----- Página -----

No hay espacio ni tiempo al que
no acceda Peter Watson, historiador de curiosidad ilimitada, de retos
mayúsculos, de meticulosidad absorbente. Autor de algo más de una decena de
títulos, por lo que respecta a nuestro idioma no sólo habíamos tenido la ocasión
de adentrarnos en una “Historia intelectual del siglo XX” (2004), sino que
desde la actualidad nos habíamos desplazado hasta el comienzo de la raza humana
y su capacidad de imaginar, inventar y producir hasta ver todo ello volcado en
“Ideas. Historia intelectual de la humanidad” (2006). Ahora el investigador
inglés vuelve a desafiarse a sí mismo, y se enfrenta a un dilema complejo y
fascinante: las diferencias entre los pueblos de los diversos continentes, a lo
largo de la historia pero muy particularmente pivotando en torno al momento en
que Cristóbal Colón oteó tierra, el 12 de octubre de 1492, pensando que estaba
a punto de llegar a Cipango, o sea, Japón.
Según el autor, esa llegada a
tierras insospechadas “acabó desatando una estampida a través del Atlántico,
una corriente que hasta cierto punto todavía sigue fluyendo y que cambió para
siempre el perfil del mundo, con trascendentales consecuencias, tan magníficas
como catastróficas”. Aquel fue el punto de inflexión, el fin o inicio de un
periodo que, afirma, se está empezando a comprender del todo últimamente,
“gracias a descubrimientos registrados en varias áreas del conocimiento”.
Watson acude a tales áreas y propone un estudio que toma como punto de partida
el año 15000 a. C. Desde ese momento hasta casi el siglo XVI d. C., hubo en la
Tierra “dos poblaciones por completo separadas, una en el Nuevo Mundo, otra en
el Viejo, ambas ajenas a la existencia de la otra”. Así, “La gran divergencia”

----- Líneas de datos -----

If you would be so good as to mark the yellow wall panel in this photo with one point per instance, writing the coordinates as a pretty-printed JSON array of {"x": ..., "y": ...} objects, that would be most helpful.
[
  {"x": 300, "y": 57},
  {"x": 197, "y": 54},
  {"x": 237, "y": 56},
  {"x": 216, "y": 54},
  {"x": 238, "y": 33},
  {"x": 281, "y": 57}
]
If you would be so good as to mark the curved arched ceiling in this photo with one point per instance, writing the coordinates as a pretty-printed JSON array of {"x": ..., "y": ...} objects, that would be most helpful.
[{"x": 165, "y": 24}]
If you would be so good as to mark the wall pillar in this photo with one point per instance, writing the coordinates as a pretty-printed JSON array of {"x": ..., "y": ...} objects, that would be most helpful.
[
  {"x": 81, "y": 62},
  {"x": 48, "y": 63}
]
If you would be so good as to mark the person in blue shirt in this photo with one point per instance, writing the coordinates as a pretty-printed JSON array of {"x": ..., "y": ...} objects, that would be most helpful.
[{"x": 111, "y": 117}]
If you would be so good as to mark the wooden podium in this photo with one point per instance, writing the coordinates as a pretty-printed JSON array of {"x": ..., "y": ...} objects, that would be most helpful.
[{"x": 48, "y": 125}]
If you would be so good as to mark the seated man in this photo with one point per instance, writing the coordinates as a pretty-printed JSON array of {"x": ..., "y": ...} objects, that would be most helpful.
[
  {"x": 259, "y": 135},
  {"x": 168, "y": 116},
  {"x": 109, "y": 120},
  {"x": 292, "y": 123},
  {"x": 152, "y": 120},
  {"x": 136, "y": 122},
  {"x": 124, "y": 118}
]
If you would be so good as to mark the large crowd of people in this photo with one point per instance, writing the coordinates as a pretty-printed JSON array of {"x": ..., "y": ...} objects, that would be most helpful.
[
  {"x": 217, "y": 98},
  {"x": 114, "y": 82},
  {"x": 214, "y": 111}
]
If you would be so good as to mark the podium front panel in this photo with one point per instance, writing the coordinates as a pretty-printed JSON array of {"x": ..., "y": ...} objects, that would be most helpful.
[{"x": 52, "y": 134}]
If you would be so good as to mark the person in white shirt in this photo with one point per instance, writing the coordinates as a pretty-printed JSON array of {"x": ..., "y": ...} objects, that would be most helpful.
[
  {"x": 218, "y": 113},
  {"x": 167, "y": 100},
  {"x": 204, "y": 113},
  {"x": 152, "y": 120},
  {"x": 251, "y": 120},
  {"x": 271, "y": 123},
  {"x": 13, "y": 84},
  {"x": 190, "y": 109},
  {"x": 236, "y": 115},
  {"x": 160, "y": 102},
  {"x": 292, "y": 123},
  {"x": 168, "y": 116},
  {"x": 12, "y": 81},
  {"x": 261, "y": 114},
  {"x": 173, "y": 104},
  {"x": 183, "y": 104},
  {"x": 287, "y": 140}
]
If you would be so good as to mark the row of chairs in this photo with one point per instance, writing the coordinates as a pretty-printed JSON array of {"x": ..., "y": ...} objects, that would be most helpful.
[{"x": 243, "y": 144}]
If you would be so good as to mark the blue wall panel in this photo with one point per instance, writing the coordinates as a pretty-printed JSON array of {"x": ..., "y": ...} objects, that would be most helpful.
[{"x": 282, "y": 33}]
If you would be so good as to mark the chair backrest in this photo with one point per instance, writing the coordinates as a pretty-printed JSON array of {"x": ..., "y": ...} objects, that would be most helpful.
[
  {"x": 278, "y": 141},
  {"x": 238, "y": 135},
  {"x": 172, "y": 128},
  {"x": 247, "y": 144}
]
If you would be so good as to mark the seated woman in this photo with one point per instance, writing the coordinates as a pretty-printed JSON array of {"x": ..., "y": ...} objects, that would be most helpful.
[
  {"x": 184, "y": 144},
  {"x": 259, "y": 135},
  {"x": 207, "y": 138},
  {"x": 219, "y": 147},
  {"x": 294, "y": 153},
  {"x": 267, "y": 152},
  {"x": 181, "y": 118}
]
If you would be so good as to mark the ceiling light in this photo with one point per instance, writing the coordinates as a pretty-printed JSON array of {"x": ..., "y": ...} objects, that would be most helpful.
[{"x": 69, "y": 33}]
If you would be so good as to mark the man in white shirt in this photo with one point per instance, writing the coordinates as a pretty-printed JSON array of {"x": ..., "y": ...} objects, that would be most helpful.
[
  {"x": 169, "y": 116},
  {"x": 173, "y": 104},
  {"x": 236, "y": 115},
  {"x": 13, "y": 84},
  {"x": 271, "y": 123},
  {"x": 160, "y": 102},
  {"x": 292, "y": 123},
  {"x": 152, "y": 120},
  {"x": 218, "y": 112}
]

-----

* _Ejercicios_:
**A)** Resume en forma de lista el párrafo de la página que comienza con "No hay espacio ni tiempo al que" y conserva sus datos principales.
**B)** Recoge todas las líneas de las entradas que contienen la palabra "white".

* _Resultados_:
**A)**
- Peter Watson es un historiador inglés de curiosidad ilimitada, retos mayúsculos y meticulosidad absorbente.
- Es autor de algo más de una decena de títulos.
- En español se conocían "Historia intelectual del siglo XX" (2004) e "Ideas. Historia intelectual de la humanidad" (2006). Este último va desde la actualidad hasta el comienzo de la raza humana y su capacidad de imaginar, inventar y producir.
- Ahora aborda las diferencias entre los pueblos de los diversos continentes a lo largo de la historia.
- Se centra sobre todo en el 12 de octubre de 1492, cuando Cristóbal Colón avistó tierra creyendo que estaba a punto de llegar a Cipango, es decir, Japón.

**B)**
If you would be so good as to mark the person in white shirt in this photo with one point per instance, writing the coordinates as a pretty-printed JSON array of {"x": ..., "y": ...} objects, that would be most helpful.
If you would be so good as to mark the man in white shirt in this photo with one point per instance, writing the coordinates as a pretty-printed JSON array of {"x": ..., "y": ...} objects, that would be most helpful.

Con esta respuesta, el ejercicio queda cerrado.